Under the guise of independent journalism, these properties—part of Russia’s propaganda network—target young, left-leaning Western audiences with slickly produced disinformation narratives that are, as Bradley Hanlon and Thomas Morley note, “packaged as meme-able satire and no-nonsense takes on history, environmental issues, and sensitive global politics.”57 This constitutes a shift in emphasis toward information manipulation in the quasi-overt, rather than fully covert, space. It also reflects an effort to shape the views of domestic influencers.

Exploiting data voids

“Data voids” occur when search engines have little natural content to return for a particular query.58 In such cases, they are more likely to surface manipulated, conspiratorial, or otherwise problematic content because there is little else for search algorithms to return. Manipulators can use data voids to shape narratives around particularly sensitive topics by guiding users to search terms that they have co-opted, making it likely that users will see results that they have curated.59

Russia has used this technique in multiple contexts. For instance, a Russia-backed campaign to falsely label a volunteer humanitarian organization in Syria, the White Helmets, as terrorists exploited data voids and used other methods of algorithmic manipulation on search engines. At times, these tactics resulted in RT and Sputnik content pushing this narrative appearing among the top search results on Google and YouTube when users queried the organization.60 Similar situations have occurred with topics such as the Skripal poisoning and the Nord Stream 2 pipeline—all areas of particular geopolitical interest to Russia.61

The technique only works on issue sets where there is a shortage of high quality content, and there is generally no such shortage on the substantive topics debated by the candidates during a presidential campaign. That said, the technique could be used going forward to mask interference using other asymmetric tools (for example economic coercion or malign finance) in cases where the historical record is thin, and therefore more vulnerable to manipulation.

Implications

Sophisticated information operations are not contained to the online space—they spread across respected media outlets, and even, at times, through domestic political figures. This diffusion can have a mutually reinforcing effect with efforts to amplify domestic conspiracy theories, including for false flag purposes. Moreover, the use of quasi-transparent media properties to spread particular narratives is emblematic of a shift toward the use of overt means of information manipulation. Ultimately, both exemplify Russia’s efforts to engage multiple parts of the information ecosystem to surface the narratives it wishes to promote.

Feedback Loops

There are several feedback loops between these tactics, techniques, and procedures. For example, amplifying homegrown conspiracy theories can be a form of co-opting authentic domestic voices. And to the extent that such activity constitutes an effort to obscure the Kremlin’s ties to a particular narrative, it can be a form of laundering information across the broader media ecosphere. Similarly, co-opting domestic voices, in particular journalists and social activists with substantial followings, can also be used as a means of conducting tailored influence—getting content seen by individuals likely to amplify it to key constituencies, including the traditional media. Likewise, there is a potentially reciprocal relationship between hack and leak operations and manipulation of the underlying media.

----

**Prompt A:** From the passage on Russian information manipulation, list every topic it names on which Russia has exploited data voids or similar search manipulation.
**Prompt B:** Print the passage on Russian information manipulation between "Sophisticated information operations" and "wishes to promote.", inclusive.

**Data:**
----

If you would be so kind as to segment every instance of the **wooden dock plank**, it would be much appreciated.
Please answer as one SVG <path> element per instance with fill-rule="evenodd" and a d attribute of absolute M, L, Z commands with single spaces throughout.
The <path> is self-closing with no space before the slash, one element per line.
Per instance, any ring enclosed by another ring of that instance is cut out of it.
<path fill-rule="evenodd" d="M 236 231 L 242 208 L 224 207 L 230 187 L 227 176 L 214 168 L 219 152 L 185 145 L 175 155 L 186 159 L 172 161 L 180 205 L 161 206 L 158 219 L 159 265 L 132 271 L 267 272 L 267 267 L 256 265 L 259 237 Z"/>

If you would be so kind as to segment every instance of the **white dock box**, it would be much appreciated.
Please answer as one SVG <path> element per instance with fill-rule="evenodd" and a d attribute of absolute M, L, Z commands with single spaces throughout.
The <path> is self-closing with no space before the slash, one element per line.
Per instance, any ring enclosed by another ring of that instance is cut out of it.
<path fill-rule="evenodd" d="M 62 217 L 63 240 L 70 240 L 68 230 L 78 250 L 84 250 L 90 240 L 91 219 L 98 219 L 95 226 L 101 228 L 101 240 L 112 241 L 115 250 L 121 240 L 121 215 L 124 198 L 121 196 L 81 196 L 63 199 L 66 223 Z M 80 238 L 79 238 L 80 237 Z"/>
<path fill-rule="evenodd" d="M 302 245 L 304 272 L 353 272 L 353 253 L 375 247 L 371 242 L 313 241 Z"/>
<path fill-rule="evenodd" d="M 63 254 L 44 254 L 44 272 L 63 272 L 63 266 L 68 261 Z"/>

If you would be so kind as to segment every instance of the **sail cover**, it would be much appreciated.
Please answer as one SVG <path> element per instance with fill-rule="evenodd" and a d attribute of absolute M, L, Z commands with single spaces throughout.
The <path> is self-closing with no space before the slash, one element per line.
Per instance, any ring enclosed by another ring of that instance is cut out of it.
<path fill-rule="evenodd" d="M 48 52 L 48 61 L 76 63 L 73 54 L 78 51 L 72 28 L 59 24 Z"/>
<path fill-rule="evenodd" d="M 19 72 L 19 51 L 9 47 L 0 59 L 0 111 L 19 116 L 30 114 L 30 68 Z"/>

----

**Correct result A:**
- The White Helmets, a volunteer humanitarian organization in Syria
- The Skripal poisoning
- The Nord Stream 2 pipeline

**Correct result B:**
Sophisticated information operations are not contained to the online space—they spread across respected media outlets, and even, at times, through domestic political figures. This diffusion can have a mutually reinforcing effect with efforts to amplify domestic conspiracy theories, including for false flag purposes. Moreover, the use of quasi-transparent media properties to spread particular narratives is emblematic of a shift toward the use of overt means of information manipulation. Ultimately, both exemplify Russia’s efforts to engage multiple parts of the information ecosystem to surface the narratives it wishes to promote.